# Text shown
● ● ● ● ● ● ●
35

I'm trying to implement a self-referential many-to-many relationship using declarative on SQLAlchemy.

The relationship represents friendship between two users. Online I've found (both in the documentation and Google) how to make a self-referential m2m relationship where somehow the roles are differentiated. This means that in this m2m relationships UserA is, for example, UserB's boss, so he lists him under a 'subordinates' attribute or what have you. In the same way UserB lists UserA under 'superiors'.

This constitutes no problem, because we can declare a backref to the same table in this way:

subordinates = relationship('User', backref='superiors')

So there, of course, the 'superiors' attribute is not explicit within the class.

Anyway, here's my problem: what if I want to backref to the same attribute where I'm calling the backref? Like this:

friends = relationship('User',
                       secondary=friendship, #this is the table that breaks the m2m
                       primaryjoin=id==friendship.c.friend_a_id,
                       secondaryjoin=id==friendship.c.friend_b_id
                       backref=??????
                       )
● ● ● ● ● ● ●
# Data provided
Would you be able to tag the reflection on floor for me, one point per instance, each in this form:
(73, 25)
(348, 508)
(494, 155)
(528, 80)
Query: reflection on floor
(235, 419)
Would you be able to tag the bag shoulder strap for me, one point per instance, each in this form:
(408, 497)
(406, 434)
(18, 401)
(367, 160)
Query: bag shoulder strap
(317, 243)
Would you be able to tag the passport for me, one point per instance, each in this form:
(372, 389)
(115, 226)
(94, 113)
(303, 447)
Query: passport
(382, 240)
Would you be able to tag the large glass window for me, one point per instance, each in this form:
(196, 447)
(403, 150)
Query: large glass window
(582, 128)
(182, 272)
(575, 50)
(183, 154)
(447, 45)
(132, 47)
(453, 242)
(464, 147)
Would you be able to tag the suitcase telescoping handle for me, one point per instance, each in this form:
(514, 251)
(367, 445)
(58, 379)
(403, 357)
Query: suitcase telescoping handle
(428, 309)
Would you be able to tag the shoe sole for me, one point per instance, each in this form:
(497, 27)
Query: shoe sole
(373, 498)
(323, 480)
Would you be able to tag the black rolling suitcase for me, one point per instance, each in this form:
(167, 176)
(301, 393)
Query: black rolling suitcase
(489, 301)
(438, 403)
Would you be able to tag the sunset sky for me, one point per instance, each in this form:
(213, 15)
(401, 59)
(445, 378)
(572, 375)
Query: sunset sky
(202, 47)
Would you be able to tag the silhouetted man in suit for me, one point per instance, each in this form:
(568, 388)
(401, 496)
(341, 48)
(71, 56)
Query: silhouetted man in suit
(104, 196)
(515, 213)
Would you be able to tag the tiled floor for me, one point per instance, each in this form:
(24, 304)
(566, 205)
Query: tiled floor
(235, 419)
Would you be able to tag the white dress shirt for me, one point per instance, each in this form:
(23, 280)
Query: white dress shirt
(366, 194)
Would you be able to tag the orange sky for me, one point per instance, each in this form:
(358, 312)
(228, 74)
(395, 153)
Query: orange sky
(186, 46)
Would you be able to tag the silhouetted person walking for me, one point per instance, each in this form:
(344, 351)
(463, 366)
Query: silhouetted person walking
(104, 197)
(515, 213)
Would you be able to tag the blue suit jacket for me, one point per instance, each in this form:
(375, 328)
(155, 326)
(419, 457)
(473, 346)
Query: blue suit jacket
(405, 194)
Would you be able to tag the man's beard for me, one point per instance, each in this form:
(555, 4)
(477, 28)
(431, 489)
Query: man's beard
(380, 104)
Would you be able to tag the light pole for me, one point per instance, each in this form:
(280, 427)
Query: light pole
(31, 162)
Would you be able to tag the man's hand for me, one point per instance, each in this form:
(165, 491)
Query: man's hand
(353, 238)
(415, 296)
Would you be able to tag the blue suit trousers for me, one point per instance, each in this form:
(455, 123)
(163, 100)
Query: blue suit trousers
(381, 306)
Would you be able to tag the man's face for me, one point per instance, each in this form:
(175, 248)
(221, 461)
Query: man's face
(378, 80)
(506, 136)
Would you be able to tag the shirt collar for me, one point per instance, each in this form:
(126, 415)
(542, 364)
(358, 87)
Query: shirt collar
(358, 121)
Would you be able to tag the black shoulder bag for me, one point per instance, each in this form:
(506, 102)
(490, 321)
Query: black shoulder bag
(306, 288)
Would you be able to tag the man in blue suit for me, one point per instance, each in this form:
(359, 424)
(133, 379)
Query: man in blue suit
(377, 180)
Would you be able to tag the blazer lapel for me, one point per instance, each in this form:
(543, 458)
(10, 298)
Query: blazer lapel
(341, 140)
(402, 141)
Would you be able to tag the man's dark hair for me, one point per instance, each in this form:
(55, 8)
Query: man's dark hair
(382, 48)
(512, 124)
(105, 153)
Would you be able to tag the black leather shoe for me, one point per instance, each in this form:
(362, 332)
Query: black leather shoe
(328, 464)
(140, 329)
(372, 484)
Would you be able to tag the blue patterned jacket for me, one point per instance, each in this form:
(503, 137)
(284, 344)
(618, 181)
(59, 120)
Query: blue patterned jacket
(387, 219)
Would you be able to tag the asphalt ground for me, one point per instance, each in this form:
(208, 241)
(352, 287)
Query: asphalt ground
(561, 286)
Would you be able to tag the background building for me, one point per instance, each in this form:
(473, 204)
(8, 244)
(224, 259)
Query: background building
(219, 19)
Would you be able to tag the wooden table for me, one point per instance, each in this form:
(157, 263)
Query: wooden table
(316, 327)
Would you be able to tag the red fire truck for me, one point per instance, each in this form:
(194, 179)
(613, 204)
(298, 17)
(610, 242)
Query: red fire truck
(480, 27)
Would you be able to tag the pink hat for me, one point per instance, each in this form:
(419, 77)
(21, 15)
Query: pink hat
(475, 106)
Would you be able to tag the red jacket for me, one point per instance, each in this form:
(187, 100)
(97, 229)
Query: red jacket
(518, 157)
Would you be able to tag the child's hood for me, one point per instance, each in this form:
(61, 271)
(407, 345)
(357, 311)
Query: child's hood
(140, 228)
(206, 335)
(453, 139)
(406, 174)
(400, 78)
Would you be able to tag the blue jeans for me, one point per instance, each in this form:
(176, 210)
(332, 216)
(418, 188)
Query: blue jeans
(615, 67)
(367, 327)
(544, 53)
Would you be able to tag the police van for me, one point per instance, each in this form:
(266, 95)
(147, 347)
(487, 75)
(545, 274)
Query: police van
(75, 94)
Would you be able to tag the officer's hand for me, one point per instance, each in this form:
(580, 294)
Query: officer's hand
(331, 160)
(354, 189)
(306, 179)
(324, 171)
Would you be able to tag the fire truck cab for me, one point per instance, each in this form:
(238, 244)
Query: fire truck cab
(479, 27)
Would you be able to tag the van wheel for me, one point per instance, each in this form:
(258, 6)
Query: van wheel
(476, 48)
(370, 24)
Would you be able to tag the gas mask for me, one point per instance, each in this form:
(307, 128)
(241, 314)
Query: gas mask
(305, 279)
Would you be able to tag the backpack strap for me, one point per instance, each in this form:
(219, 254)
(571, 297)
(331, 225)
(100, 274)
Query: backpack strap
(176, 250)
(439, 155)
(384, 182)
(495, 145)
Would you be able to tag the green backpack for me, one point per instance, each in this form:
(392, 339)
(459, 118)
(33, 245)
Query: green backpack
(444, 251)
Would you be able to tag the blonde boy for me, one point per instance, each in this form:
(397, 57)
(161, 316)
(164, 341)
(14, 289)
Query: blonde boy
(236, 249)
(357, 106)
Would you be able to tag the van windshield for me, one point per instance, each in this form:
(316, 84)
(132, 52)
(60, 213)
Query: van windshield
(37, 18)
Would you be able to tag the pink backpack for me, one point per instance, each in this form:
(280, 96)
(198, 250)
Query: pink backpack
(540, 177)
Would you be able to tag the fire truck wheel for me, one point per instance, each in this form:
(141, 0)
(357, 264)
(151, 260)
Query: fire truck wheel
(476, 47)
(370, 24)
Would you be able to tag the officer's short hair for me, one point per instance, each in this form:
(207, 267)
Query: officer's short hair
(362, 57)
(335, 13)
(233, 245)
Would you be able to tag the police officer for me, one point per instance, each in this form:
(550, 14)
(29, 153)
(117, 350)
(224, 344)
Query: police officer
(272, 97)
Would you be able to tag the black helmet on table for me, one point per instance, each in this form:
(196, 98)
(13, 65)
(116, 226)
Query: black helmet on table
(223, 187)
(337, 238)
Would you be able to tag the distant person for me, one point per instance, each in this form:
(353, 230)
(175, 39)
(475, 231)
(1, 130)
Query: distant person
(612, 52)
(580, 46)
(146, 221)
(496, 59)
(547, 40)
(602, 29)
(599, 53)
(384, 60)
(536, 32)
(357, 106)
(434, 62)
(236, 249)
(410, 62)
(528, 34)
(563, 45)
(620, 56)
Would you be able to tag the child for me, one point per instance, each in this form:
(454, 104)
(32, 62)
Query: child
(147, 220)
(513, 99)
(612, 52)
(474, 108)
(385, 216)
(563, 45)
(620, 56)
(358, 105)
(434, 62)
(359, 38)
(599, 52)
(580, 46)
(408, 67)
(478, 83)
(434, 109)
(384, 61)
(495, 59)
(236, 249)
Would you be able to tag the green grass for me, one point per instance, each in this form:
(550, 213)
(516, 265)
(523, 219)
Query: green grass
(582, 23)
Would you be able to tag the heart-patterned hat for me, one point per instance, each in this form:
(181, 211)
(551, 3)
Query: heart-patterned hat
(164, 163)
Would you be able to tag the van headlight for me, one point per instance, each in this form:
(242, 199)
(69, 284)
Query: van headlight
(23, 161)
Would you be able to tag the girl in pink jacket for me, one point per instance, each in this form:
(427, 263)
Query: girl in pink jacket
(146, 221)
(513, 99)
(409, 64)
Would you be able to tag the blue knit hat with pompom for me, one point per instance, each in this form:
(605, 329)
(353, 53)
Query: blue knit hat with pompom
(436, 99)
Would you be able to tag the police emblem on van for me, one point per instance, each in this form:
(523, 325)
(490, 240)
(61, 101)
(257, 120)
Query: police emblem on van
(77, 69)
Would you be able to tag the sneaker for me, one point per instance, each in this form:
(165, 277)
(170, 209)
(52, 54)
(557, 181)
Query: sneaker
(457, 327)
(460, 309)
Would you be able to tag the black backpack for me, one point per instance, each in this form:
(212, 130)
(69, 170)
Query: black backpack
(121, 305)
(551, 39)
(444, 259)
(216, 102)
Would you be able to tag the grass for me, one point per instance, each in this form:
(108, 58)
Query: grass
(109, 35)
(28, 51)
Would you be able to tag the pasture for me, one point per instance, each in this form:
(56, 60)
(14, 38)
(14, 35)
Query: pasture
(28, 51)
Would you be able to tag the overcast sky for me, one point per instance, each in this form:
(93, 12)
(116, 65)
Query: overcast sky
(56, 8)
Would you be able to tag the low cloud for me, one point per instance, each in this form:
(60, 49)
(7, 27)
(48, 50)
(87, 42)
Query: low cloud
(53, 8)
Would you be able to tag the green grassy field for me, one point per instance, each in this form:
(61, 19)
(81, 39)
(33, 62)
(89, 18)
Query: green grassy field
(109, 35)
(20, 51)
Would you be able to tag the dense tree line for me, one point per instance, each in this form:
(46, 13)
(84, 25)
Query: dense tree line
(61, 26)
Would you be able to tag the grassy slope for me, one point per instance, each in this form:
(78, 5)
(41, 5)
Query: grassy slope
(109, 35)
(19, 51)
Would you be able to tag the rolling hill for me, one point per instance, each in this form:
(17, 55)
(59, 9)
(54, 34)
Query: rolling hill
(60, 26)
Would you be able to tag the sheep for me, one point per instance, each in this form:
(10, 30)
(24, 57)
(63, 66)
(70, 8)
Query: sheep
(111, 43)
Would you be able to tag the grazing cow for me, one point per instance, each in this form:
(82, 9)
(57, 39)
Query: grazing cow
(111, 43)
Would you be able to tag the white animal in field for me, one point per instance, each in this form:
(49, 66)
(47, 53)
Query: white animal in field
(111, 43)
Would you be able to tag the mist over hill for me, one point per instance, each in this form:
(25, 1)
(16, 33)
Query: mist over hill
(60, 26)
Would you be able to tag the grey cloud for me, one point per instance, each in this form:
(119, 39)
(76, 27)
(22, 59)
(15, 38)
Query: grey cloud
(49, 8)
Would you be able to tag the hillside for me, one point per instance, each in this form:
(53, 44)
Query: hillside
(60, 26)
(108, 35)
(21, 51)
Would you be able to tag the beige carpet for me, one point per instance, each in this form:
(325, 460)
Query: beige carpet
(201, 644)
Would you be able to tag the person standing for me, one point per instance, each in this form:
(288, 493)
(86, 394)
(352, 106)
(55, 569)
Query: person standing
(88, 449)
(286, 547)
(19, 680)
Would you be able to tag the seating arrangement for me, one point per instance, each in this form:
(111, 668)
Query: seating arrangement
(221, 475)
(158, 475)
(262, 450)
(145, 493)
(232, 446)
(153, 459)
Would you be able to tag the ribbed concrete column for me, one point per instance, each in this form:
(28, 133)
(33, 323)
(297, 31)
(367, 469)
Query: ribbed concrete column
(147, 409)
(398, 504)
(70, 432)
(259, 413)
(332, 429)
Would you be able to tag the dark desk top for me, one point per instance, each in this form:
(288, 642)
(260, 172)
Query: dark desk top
● ● ● ● ● ● ●
# Tasks to perform
1. Print the SQLAlchemy self-referential relationship post in full, word for word.
2. Return each line of the listing that contains the string "floor".

# Responses for each task
1.
35

I'm trying to implement a self-referential many-to-many relationship using declarative on SQLAlchemy.

The relationship represents friendship between two users. Online I've found (both in the documentation and Google) how to make a self-referential m2m relationship where somehow the roles are differentiated. This means that in this m2m relationships UserA is, for example, UserB's boss, so he lists him under a 'subordinates' attribute or what have you. In the same way UserB lists UserA under 'superiors'.

This constitutes no problem, because we can declare a backref to the same table in this way:

subordinates = relationship('User', backref='superiors')

So there, of course, the 'superiors' attribute is not explicit within the class.

Anyway, here's my problem: what if I want to backref to the same attribute where I'm calling the backref? Like this:

friends = relationship('User',
                       secondary=friendship, #this is the table that breaks the m2m
                       primaryjoin=id==friendship.c.friend_a_id,
                       secondaryjoin=id==friendship.c.friend_b_id
                       backref=??????
                       )

2.
Would you be able to tag the reflection on floor for me, one point per instance, each in this form:
Query: reflection on floor
Would you be able to tag the tiled floor for me, one point per instance, each in this form:
Query: tiled floor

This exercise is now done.